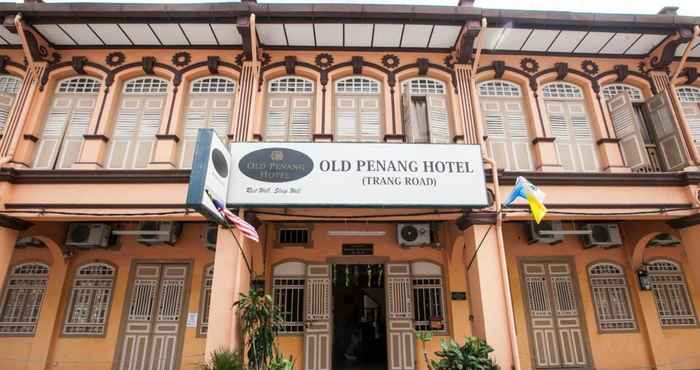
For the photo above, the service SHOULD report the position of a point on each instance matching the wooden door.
(399, 302)
(317, 318)
(152, 335)
(557, 330)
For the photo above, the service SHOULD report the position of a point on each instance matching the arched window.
(611, 297)
(9, 85)
(425, 112)
(358, 109)
(205, 301)
(690, 105)
(671, 294)
(503, 117)
(570, 126)
(23, 295)
(209, 105)
(290, 109)
(90, 300)
(137, 123)
(428, 296)
(72, 108)
(288, 281)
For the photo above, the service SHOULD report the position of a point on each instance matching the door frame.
(127, 300)
(570, 260)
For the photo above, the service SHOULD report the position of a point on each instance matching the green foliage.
(223, 360)
(473, 355)
(260, 322)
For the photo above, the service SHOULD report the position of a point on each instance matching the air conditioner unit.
(158, 232)
(212, 230)
(89, 235)
(665, 240)
(538, 233)
(411, 235)
(602, 235)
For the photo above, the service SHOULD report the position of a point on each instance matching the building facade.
(103, 265)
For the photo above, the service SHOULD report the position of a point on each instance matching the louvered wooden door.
(399, 301)
(152, 334)
(557, 331)
(317, 318)
(575, 143)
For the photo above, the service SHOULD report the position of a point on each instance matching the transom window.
(611, 297)
(671, 294)
(9, 84)
(90, 300)
(146, 85)
(609, 92)
(213, 85)
(291, 85)
(79, 85)
(562, 90)
(688, 94)
(24, 293)
(499, 88)
(424, 86)
(357, 85)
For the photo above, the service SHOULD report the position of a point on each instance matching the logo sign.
(356, 175)
(210, 173)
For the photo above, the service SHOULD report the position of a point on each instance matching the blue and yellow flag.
(534, 196)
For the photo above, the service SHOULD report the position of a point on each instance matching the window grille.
(428, 302)
(79, 85)
(671, 294)
(357, 85)
(206, 301)
(291, 85)
(288, 296)
(24, 294)
(611, 297)
(609, 92)
(688, 94)
(499, 88)
(90, 299)
(9, 84)
(213, 85)
(424, 86)
(146, 85)
(562, 90)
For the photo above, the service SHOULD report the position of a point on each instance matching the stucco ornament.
(589, 67)
(182, 59)
(390, 61)
(529, 65)
(115, 58)
(324, 60)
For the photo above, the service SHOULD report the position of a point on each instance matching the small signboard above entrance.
(356, 175)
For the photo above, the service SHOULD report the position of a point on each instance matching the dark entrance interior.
(359, 320)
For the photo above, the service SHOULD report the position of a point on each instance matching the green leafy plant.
(223, 360)
(473, 355)
(260, 323)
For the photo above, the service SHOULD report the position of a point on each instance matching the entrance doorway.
(359, 317)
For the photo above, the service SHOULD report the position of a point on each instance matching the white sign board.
(356, 175)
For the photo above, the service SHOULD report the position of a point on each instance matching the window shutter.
(277, 118)
(438, 119)
(301, 112)
(53, 131)
(665, 132)
(346, 118)
(627, 130)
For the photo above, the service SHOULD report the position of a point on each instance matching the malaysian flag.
(245, 228)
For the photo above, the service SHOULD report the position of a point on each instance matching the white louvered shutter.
(626, 127)
(665, 132)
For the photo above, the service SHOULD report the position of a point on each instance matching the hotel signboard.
(356, 175)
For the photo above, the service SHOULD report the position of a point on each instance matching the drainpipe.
(688, 47)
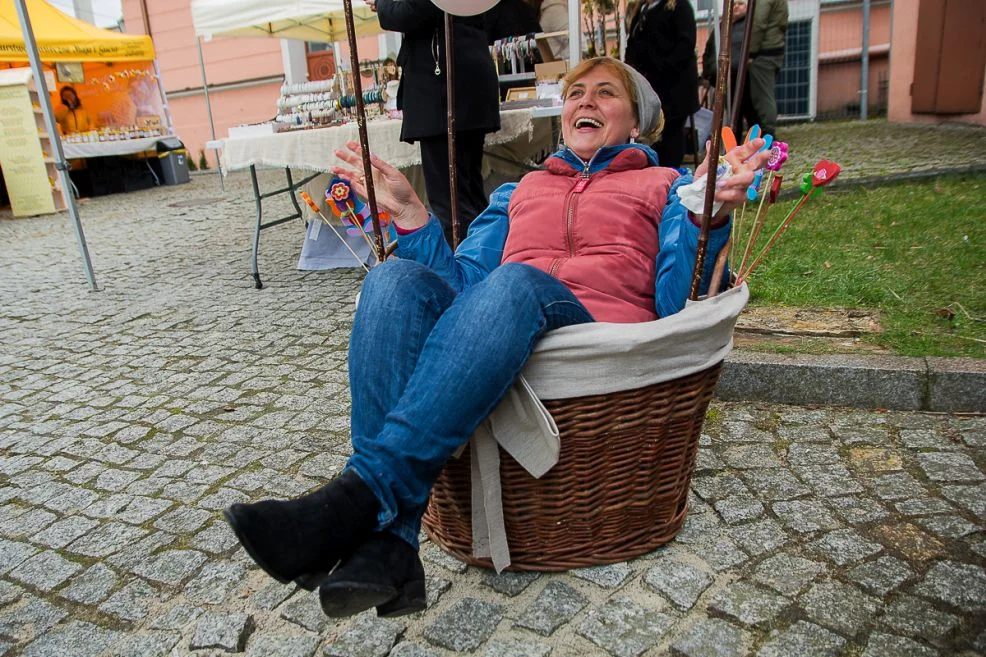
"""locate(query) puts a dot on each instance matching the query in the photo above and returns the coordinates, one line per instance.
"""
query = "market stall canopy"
(306, 20)
(62, 38)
######
In this exercise, set down all of the data exactly, without the pictures.

For the photo above, the service SHOULD report the position of a point on each instance matching the wooden door.
(399, 302)
(317, 318)
(152, 335)
(557, 330)
For the photo above, the service SHOULD report the position of a point on each instance matching the arched window.
(611, 297)
(9, 85)
(425, 112)
(358, 109)
(205, 301)
(690, 105)
(671, 294)
(503, 117)
(570, 126)
(23, 295)
(209, 105)
(290, 109)
(90, 300)
(137, 123)
(428, 296)
(72, 108)
(288, 281)
For the photo above, the service SHOULD report the position of a point on each instance matching the door frame.
(127, 300)
(570, 260)
For the photo above, the service SHOULD report the position of a point on each instance matching the green foliage.
(223, 360)
(473, 355)
(260, 322)
For the photo above, the service SHOULD report the position of a point on each instance matching the air conditioner unit.
(158, 232)
(212, 230)
(89, 235)
(665, 240)
(538, 233)
(411, 235)
(602, 235)
For the photo above, the service SHOULD report the position of a point on each instance matching the building facade.
(103, 265)
For the photo above, the service SHOULD report the position of a point on each instance matching the louvered wooden door.
(399, 301)
(152, 334)
(557, 331)
(317, 318)
(575, 143)
For the photo above, the service SHOULD report the position of a point on each instance matching the transom window.
(611, 297)
(671, 294)
(9, 84)
(90, 300)
(146, 85)
(609, 92)
(213, 85)
(291, 85)
(79, 85)
(562, 90)
(688, 94)
(24, 293)
(499, 88)
(424, 86)
(357, 85)
For the photo above, the service SHOULD report the position of a point on each instance matching the logo sign.
(356, 175)
(210, 173)
For the photo above, the service SHOULD report the position of a point on each instance matching the blue and yellow flag.
(534, 196)
For the photo above, the service SHOULD report the position of a point on each instance matching the window grille.
(428, 302)
(79, 85)
(671, 294)
(357, 85)
(206, 301)
(291, 85)
(288, 296)
(24, 294)
(611, 297)
(609, 92)
(688, 94)
(499, 88)
(90, 299)
(9, 84)
(213, 85)
(424, 86)
(146, 85)
(562, 90)
For the photo above, the service SHOULD report the position of a point on each instance matching the stucco ornament.
(589, 67)
(182, 59)
(390, 61)
(529, 65)
(115, 58)
(324, 60)
For the photo above, the service SHOULD report the position of a point on each instance matching the small signboard above entrance.
(356, 175)
For the photo above, the service SHOULD report the position of a point on each instance matching the dark entrance interior.
(359, 320)
For the photo above, the service SHOULD report the position of a point on each instance matching the green leafy plant.
(223, 360)
(473, 355)
(260, 323)
For the photo above, the service SHOULD report the position of a point on each instance matching the entrance doorway.
(359, 317)
For the photo above, the service SHOULD report the position of a point on each instance matching the white sign board.
(356, 175)
For the photo above, the service SHOULD report the position of a point on each instance matching the window shutter.
(277, 118)
(438, 119)
(301, 112)
(53, 131)
(665, 132)
(346, 118)
(627, 130)
For the photo above, the service SHOULD report the position of a point on each instance matching the malaysian flag.
(245, 228)
For the photo above, the service SHOULD report the position of a point on each instance matching the white louvered shutter.
(626, 127)
(665, 132)
For the photo above, the service SHOULD report the position of a point on each instance matching the hotel signboard.
(356, 175)
For the photo above, the service SHOULD report the position of a point on each instance matching the drainpipe.
(688, 47)
"""locate(query) puts a dot on each instance matching the query in the photo above and returns the coordinates, one line per instance.
"""
query = "market stall canopy"
(306, 20)
(62, 38)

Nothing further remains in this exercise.